(Dataset rows)

-- -- --

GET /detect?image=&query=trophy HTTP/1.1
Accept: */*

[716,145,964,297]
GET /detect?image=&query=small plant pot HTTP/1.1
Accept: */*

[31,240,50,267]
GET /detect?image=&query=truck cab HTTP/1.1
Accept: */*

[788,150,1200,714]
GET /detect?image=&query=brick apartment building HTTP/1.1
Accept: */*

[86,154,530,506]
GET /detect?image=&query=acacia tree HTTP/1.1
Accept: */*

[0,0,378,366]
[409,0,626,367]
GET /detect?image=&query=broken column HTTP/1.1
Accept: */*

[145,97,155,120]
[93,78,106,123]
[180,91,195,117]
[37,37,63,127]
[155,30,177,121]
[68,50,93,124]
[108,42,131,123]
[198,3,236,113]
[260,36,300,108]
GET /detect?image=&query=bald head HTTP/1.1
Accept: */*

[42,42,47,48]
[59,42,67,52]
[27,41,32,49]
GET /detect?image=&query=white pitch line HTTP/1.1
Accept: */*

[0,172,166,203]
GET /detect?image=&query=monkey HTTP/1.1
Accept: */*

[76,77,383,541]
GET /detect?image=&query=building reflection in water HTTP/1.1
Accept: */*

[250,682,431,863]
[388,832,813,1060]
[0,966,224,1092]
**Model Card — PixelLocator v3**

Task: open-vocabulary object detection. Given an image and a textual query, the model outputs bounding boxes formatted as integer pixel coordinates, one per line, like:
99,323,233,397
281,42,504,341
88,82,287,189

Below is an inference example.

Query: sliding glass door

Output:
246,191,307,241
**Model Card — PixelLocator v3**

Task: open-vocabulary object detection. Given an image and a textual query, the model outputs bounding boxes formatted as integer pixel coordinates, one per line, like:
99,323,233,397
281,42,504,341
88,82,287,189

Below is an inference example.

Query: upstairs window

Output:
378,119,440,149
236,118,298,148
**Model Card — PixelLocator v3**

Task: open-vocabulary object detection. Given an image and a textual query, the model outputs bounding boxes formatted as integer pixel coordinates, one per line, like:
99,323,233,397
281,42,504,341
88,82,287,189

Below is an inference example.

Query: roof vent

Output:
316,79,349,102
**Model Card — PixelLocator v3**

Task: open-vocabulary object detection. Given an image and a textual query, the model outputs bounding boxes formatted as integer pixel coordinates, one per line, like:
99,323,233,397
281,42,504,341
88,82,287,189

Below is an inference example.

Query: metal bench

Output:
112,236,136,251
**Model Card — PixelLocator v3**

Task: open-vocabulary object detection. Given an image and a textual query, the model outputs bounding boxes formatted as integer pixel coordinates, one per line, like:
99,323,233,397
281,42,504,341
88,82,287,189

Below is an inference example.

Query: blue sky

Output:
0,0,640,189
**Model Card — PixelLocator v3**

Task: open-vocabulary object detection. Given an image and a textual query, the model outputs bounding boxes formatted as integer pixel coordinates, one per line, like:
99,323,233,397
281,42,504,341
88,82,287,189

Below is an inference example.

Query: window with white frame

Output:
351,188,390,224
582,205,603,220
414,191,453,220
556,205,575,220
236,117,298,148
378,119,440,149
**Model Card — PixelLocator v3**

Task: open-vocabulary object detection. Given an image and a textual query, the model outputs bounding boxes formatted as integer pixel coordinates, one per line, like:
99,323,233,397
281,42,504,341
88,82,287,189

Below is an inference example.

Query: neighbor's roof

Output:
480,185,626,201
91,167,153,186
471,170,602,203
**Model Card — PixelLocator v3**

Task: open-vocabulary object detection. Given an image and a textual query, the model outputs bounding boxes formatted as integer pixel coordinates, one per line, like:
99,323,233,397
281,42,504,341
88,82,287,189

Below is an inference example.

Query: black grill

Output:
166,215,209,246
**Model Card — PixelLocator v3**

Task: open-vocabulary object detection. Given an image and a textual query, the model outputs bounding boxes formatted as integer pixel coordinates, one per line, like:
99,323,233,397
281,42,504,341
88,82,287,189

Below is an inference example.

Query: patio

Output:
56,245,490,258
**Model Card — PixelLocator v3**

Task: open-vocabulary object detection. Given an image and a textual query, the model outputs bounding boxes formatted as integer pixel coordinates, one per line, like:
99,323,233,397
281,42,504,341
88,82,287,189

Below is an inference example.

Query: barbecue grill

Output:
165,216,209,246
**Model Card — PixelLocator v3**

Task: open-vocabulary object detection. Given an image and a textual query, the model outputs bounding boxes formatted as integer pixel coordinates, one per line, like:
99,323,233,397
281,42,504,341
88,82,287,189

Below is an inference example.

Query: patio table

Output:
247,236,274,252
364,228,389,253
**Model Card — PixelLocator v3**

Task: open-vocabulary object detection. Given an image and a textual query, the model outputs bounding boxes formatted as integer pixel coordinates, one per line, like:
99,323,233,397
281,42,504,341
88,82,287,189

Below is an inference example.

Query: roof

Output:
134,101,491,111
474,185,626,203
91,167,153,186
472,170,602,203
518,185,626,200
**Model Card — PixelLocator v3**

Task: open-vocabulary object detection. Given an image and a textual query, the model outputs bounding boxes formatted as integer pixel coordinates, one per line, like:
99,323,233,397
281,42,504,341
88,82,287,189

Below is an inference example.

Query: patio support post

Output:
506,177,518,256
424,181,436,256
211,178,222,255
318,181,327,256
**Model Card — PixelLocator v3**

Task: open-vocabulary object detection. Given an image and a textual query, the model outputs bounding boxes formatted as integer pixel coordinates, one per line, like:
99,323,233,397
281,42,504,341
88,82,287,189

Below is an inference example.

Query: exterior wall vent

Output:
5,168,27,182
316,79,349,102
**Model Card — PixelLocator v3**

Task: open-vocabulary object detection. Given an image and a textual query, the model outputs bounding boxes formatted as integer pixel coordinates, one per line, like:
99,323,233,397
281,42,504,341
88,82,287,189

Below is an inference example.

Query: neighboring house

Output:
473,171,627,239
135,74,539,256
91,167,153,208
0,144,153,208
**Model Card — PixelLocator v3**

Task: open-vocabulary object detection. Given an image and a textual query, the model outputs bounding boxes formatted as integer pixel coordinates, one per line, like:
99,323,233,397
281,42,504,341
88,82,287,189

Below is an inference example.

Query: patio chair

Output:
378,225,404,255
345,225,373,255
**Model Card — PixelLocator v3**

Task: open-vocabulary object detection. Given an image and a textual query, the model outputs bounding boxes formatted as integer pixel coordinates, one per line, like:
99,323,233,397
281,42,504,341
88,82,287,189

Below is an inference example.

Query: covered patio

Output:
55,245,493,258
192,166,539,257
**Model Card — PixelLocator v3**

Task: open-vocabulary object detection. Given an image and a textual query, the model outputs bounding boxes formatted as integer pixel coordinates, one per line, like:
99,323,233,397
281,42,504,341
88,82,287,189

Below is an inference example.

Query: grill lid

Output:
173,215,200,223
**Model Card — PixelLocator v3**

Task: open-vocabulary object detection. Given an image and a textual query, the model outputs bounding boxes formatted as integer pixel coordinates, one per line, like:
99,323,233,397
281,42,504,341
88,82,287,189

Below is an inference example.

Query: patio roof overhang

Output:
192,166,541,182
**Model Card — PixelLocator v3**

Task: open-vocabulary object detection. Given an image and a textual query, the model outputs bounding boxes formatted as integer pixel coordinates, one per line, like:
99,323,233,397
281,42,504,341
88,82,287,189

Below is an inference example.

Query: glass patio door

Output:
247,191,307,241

-- -- --

Pick out each line in the data above that contains the word "white" and copy those lines in full.

GET /detect?image=&query=white pitch line HTTP/1.1
Query: window with white frame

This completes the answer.